## Records shown
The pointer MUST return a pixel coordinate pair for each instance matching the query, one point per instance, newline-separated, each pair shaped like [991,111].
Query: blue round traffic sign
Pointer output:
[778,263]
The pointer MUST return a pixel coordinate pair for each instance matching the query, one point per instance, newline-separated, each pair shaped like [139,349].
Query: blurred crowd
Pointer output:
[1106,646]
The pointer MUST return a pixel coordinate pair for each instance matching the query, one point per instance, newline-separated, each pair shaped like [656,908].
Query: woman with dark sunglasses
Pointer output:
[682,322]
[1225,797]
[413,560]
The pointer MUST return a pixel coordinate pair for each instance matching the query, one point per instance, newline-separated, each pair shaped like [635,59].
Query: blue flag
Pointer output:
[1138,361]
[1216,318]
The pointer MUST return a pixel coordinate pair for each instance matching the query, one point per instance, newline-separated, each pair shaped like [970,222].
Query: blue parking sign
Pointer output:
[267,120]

==

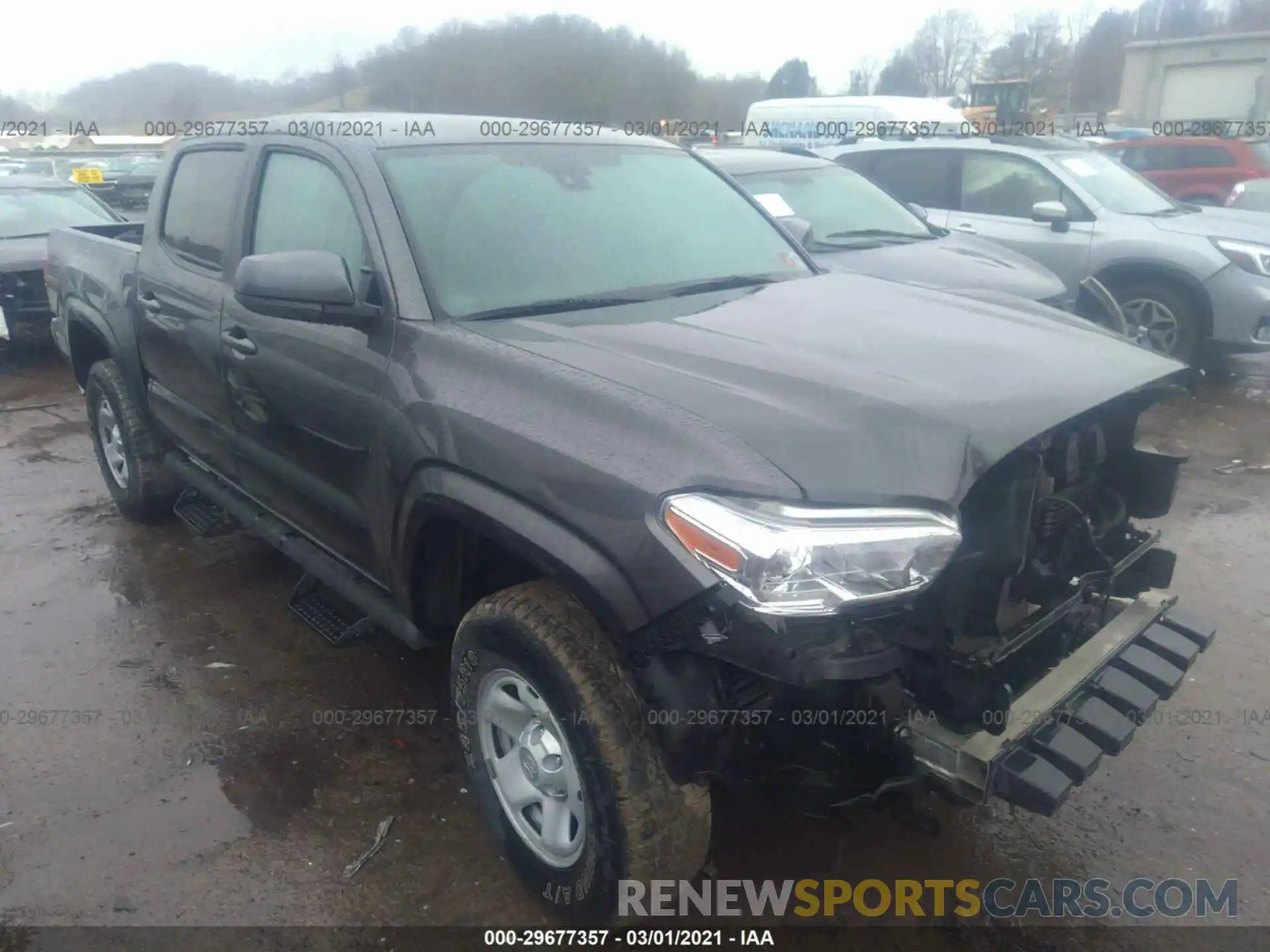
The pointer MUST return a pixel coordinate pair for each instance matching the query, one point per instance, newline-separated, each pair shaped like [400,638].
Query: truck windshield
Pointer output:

## Goal
How many lines in the records contain the string "sign"? Case counts. Reply with the number alone.

## Written solution
2